Records
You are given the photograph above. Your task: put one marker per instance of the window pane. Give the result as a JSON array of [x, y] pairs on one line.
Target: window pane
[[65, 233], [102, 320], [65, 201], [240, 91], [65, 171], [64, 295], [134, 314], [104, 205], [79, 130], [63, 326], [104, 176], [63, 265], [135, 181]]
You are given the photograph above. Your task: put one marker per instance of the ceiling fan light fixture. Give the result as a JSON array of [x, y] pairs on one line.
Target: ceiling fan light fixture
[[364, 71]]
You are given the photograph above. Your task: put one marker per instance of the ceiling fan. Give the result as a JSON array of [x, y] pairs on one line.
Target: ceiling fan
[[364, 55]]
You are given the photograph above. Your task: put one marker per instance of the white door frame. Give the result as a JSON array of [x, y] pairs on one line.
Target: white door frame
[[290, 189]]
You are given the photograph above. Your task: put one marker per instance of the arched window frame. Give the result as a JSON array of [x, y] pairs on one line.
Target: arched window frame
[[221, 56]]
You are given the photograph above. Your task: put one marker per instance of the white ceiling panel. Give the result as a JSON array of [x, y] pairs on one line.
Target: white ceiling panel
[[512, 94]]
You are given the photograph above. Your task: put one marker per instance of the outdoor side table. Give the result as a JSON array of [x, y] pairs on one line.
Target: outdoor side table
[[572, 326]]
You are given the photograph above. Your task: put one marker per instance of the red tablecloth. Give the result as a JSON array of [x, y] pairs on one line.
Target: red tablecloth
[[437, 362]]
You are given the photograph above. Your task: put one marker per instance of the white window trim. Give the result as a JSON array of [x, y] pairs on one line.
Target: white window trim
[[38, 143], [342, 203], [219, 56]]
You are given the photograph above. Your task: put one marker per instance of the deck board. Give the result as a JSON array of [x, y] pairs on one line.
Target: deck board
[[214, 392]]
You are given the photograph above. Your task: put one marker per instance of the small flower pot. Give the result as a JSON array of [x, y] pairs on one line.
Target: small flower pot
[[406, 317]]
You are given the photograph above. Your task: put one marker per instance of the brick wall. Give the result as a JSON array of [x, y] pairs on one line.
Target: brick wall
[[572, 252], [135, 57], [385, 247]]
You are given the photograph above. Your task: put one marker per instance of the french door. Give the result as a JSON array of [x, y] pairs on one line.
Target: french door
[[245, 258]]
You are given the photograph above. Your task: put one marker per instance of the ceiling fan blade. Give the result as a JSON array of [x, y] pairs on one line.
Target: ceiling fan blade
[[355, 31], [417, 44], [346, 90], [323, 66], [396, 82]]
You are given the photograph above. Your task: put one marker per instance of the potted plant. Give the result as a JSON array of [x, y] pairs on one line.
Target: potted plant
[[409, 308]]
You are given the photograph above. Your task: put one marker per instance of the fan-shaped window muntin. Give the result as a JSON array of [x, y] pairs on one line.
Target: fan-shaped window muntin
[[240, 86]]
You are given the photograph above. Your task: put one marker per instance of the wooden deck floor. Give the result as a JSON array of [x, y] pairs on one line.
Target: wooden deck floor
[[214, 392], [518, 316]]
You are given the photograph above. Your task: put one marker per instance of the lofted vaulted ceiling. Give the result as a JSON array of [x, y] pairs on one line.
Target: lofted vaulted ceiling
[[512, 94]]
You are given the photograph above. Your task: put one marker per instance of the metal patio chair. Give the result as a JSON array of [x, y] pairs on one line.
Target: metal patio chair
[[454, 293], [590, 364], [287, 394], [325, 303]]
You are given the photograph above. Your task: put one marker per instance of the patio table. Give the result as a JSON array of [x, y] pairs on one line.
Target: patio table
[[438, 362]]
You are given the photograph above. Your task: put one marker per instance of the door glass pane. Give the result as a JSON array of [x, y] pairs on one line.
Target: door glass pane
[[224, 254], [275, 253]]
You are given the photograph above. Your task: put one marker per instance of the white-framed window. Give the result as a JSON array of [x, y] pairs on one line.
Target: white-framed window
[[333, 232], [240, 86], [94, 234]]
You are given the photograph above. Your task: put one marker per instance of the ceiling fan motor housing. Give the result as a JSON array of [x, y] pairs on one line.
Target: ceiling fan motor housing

# Objective:
Duplicate these lines exactly as they appear.

# Result of this exercise:
You are given the photograph above. Your task: put one marker per instance of the window pane. Give the result as a JSON array of [x, y] pairs on one line.
Target: window pane
[[65, 233], [102, 320], [65, 201], [240, 91], [65, 171], [64, 295], [134, 314], [104, 205], [79, 130], [63, 326], [104, 176], [63, 265], [135, 181]]
You are given the photograph above. Your task: put one marker per instance of the ceiling fan light fixture. Give the result as a JSON array of [x, y] pairs on one line.
Target: ceiling fan light fixture
[[364, 71]]
You are given the photograph above. Your task: put one marker per instance of the ceiling fan. Give the result as a JSON array of [x, y] pairs on one line.
Target: ceiling fan
[[364, 55]]
You are given the photograph above. Your task: put one marker per instance of the white door frame. Give the result as a JSON array of [x, y] pairs on one line.
Target: white door frame
[[290, 189]]
You are given the photograph above. Your task: put one marker per instance of the arched window frame. Give the result as a JSON array of [x, y] pairs on one line.
Target: arched window frame
[[221, 56]]
You are given the photograph above. Your task: put one marker per instance of the white ceiling panel. Give the result as a JSON array of [x, y] pairs on one line.
Target: white ceiling panel
[[512, 94]]
You are given the photograph above. Your task: put one marker per instance of the outdoor side table. Give the result as a JSON array of [x, y] pairs on one line.
Target: outdoor side table
[[572, 326]]
You are given the photograph above. Your task: put one marker per instance of the red tablecloth. Give the result as a JSON array of [x, y] pairs on one line.
Target: red tablecloth
[[437, 362]]
You are given the photograph above. Your task: put one marker per instance of the white window trim. Give the result as a JSON array of [x, y] pairs on one line.
Target: white window trim
[[38, 143], [342, 203], [219, 56]]
You are given the photograph above. Your task: put one marker per instance of the deck board. Give the result as a JSON array of [x, y] pairs on one line.
Target: deck board
[[214, 392]]
You are given the photograph above. Your task: put one marker per instance of the small flower pot. Give the result as a JSON array of [x, y] pairs on one line.
Target: small flower pot
[[406, 317]]
You are given the photograph above. Your task: put one marker per instance of the brick wall. Give the result as a JSON array of [x, y] pairs on one line.
Target: brick wall
[[572, 252], [135, 57], [385, 247]]
You are given the photograph above. Your task: put one marker per instance of the french door. Give the result as a JSON array of [x, y] pairs on one line.
Target: french door
[[245, 258]]
You are given the photograph above. Your task: put one marker per instance of the ceiling fan blade. Give the result as a JSON array of [x, y] pairs on one line.
Target: ceiling fan blade
[[355, 31], [417, 44], [346, 90], [323, 66], [396, 82]]
You are given the photograph above. Your task: put one marker per instance of the potted plant. Give the result as a JSON array of [x, y] pairs on one line.
Target: potted plant
[[409, 308]]
You are given the photograph above. Your task: put one marker per instance of the fan-shaped window muntin. Give the result as a JSON array of [x, y] pairs on one line.
Target: fan-shaped window muntin
[[240, 86]]
You are given the photograph above. Your task: put one marker per instance of the wooden deck floor. Give the result as a JSON array of [x, y] pairs on one line.
Target: wooden deck floor
[[214, 392], [518, 316]]
You are given the photograph above. Your task: put one marker per instance of the lofted vaulted ceiling. Give the result as a JSON array of [x, y] pairs on one line.
Target: lofted vaulted ceiling
[[512, 94]]
You are given the photograph above. Your task: put one marker per instance of the metal patio chair. Give the result as a JSON array of [x, y] pairs on one line.
Target: metal patio chair
[[454, 293], [590, 364], [287, 394], [325, 303]]
You are given the photograph above. Your task: put one marker per instance of the patio table. Give the result as a JSON array of [x, y] pairs on one line.
Target: patio table
[[438, 362]]
You are given the photograph above. Your task: put one marker per instance of the door glass pane. Give the result as a JSON array of [x, y] pairs on one line.
Target: door glass pane
[[224, 254], [275, 253]]
You are given the photograph above. Your task: put one marker per instance of the white-framed window. Give the result as a JSON array of [x, y] pairs on one line.
Target: white-framed window
[[333, 232], [240, 86], [94, 234]]
You are given the photograph above. Your task: put one marker per instance of the ceiling fan motor housing. Give the result as a JSON array of [x, y] pairs on one line.
Target: ceiling fan motor housing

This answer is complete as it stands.